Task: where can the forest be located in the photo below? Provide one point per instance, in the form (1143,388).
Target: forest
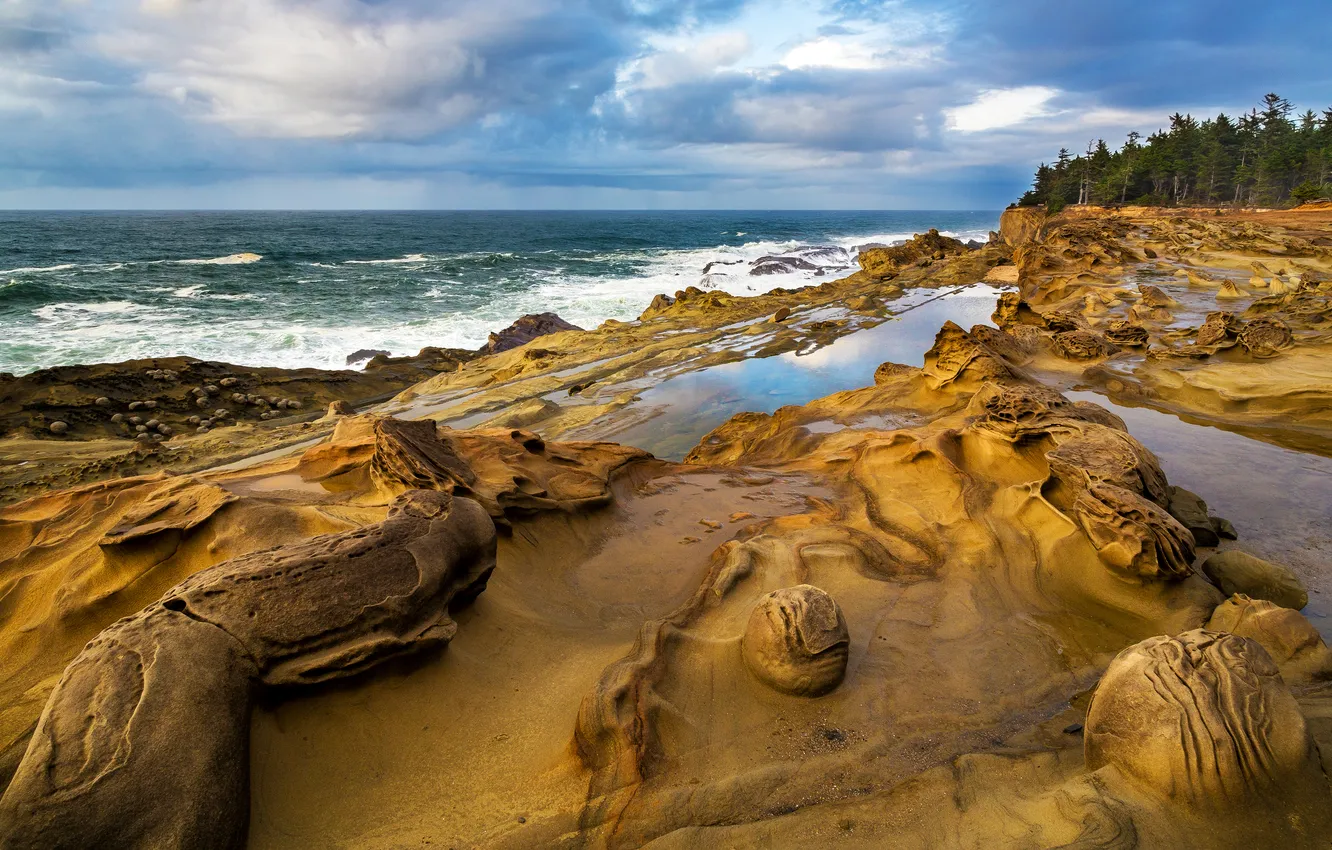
(1270,156)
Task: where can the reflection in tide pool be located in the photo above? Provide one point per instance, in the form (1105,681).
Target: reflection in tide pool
(1278,500)
(687,407)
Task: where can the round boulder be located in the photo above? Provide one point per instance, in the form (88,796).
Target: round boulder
(797,641)
(1200,716)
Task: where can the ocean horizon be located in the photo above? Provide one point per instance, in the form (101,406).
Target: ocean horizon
(280,288)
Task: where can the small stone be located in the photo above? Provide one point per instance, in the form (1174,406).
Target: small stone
(1191,512)
(1239,572)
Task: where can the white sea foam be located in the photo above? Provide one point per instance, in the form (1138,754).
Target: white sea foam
(177,321)
(37,269)
(241,259)
(409,259)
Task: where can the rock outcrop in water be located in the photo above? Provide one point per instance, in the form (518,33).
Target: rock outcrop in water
(961,606)
(524,331)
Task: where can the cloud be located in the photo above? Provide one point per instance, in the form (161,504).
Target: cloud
(569,103)
(346,69)
(995,108)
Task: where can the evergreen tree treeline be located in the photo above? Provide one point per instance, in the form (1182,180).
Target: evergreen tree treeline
(1267,157)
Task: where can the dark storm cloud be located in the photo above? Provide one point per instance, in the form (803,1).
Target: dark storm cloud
(857,97)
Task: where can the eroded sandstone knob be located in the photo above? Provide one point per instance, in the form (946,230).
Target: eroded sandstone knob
(1199,717)
(797,641)
(145,740)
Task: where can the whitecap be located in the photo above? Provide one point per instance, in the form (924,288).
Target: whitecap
(241,259)
(65,309)
(394,261)
(35,269)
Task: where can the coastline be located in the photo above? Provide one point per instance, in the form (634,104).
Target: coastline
(987,545)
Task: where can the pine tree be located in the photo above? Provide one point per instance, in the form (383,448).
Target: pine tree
(1266,156)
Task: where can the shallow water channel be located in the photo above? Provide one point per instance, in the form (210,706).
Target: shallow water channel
(689,405)
(1279,500)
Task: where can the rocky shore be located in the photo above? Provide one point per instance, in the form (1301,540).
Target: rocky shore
(963,605)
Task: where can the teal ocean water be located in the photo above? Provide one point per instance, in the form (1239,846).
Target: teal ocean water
(305,289)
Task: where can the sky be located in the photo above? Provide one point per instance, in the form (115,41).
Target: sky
(606,104)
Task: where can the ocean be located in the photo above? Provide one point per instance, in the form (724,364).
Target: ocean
(307,289)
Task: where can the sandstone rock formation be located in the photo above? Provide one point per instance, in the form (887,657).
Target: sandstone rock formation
(1239,572)
(144,742)
(961,606)
(524,331)
(1202,718)
(797,642)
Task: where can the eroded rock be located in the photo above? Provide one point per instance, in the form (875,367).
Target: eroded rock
(1202,717)
(1239,572)
(144,742)
(797,641)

________________________

The range runs from the line with "Target: eroded sandstone knob" up to and including the line with "Task: where can the sky" in the listing above; please write out exactly those lines and nothing more.

**Worked solution:**
Target: eroded sandstone knob
(1199,717)
(797,641)
(145,740)
Task: where can the whitecap be located in the photo above? Provide one point per instance, in the form (924,288).
Target: whitecap
(241,259)
(65,309)
(394,261)
(35,269)
Task: where can the coastline be located in the photo above? Provide one point per instance, in the form (634,104).
Target: coastline
(987,545)
Task: where can the pine tree be located in the photo above? Provide one point per instance, in the form (383,448).
Target: pine tree
(1266,156)
Task: where can the shallow water channel be located in the photo above? Provide one point per instance, in the form (210,706).
Target: shallow water channel
(689,405)
(1279,500)
Task: where can the rocky shore be located in the photo above? Provide one point per instance, in the form (1301,540).
Target: rocky shore
(963,605)
Task: where can the teal ocean water be located in the photo above? Provide one point per instance, in the form (1239,846).
Target: teal ocean water
(305,289)
Task: where can the sky be located in the photo above? Provide one point per instance, in the form (115,41).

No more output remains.